*** Data in this exercise ***

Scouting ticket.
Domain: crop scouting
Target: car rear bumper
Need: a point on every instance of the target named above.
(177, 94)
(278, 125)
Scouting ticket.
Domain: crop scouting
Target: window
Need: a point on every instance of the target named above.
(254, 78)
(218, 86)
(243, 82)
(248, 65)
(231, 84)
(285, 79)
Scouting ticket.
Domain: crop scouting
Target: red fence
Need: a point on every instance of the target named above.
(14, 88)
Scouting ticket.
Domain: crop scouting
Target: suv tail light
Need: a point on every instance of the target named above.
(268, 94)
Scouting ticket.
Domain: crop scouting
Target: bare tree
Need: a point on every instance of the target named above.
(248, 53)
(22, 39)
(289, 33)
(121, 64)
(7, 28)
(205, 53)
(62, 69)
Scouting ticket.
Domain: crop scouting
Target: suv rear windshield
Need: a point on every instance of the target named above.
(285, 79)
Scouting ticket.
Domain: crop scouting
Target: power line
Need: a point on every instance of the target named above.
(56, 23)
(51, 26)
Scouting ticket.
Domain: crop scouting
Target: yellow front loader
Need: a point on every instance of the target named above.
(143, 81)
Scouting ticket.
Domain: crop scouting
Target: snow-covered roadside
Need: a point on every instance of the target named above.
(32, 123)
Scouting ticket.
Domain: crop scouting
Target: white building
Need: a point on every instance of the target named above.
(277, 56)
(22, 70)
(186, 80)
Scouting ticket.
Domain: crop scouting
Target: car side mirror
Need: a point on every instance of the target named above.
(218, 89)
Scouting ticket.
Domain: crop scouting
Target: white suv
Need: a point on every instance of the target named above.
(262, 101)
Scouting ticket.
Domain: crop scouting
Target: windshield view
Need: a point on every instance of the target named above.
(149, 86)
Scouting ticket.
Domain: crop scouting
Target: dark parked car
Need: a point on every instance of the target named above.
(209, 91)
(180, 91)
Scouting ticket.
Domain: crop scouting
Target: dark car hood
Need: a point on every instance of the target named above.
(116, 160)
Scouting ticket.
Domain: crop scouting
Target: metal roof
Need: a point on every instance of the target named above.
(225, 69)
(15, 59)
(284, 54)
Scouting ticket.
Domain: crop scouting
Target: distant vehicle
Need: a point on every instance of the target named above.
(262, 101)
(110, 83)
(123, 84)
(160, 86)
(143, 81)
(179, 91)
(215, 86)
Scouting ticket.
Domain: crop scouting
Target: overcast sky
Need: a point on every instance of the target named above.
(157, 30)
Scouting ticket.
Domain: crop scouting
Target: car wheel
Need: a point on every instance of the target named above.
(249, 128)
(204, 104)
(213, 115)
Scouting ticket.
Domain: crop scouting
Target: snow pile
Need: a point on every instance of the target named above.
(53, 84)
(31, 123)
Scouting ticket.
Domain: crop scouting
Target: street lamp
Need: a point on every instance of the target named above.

***

Objective
Find every line of the rows above that contains the string "windshield", and copy each such line in full. Matching is case-sensitive.

Task answer
Target: suv rear windshield
Target: windshield view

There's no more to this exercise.